Collected data entries
※ ※ ※
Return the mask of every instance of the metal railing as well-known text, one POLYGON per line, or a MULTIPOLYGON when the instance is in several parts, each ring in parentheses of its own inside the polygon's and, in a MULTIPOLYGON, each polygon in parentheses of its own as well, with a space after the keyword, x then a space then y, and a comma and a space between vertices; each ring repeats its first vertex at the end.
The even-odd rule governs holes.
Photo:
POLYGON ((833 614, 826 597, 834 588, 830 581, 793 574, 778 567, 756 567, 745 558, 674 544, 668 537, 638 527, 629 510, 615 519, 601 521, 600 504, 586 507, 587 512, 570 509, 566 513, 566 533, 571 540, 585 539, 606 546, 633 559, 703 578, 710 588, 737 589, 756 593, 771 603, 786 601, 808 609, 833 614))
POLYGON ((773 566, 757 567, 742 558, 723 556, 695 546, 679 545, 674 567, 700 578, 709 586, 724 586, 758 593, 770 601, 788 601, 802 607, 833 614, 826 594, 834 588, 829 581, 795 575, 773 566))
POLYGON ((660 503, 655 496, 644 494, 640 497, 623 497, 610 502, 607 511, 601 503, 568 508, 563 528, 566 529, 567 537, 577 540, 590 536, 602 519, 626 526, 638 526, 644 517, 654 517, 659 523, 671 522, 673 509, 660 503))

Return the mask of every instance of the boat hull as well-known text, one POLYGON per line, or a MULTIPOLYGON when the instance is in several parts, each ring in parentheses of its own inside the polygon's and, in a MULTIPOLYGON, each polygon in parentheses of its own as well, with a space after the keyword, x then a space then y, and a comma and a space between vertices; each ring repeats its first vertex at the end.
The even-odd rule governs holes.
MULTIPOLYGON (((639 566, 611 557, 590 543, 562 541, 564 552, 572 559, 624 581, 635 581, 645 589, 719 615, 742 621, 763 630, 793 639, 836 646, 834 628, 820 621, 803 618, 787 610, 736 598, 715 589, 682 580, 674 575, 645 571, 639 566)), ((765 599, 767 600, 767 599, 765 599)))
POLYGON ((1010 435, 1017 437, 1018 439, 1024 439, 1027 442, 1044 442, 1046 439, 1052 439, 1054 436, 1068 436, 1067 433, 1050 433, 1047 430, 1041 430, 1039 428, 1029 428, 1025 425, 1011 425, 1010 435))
※ ※ ※
- Required work: Return each line of the data where the word "with" appears.

- Output:
Return the mask of every instance of the metal railing as well-known text, one POLYGON per line, or a MULTIPOLYGON when the instance is in several parts, each ring in parentheses of its own inside the polygon's and, in a MULTIPOLYGON, each polygon in parentheses of its own as well, with a space after the keyword, x then a space then y, and a comma and a space between vertices; each ring repeats its first vertex at the end.
Return the mask of every instance of the boat hull as well-known text, one POLYGON per line, or a MULTIPOLYGON when the instance is in several parts, each ring in parentheses of its own inside the polygon's and, in a MULTIPOLYGON, each polygon in parentheses of its own as well, with a space after the keyword, x then a space then y, and a comma and a space between vertices; each ring repeats its first vertex at the end.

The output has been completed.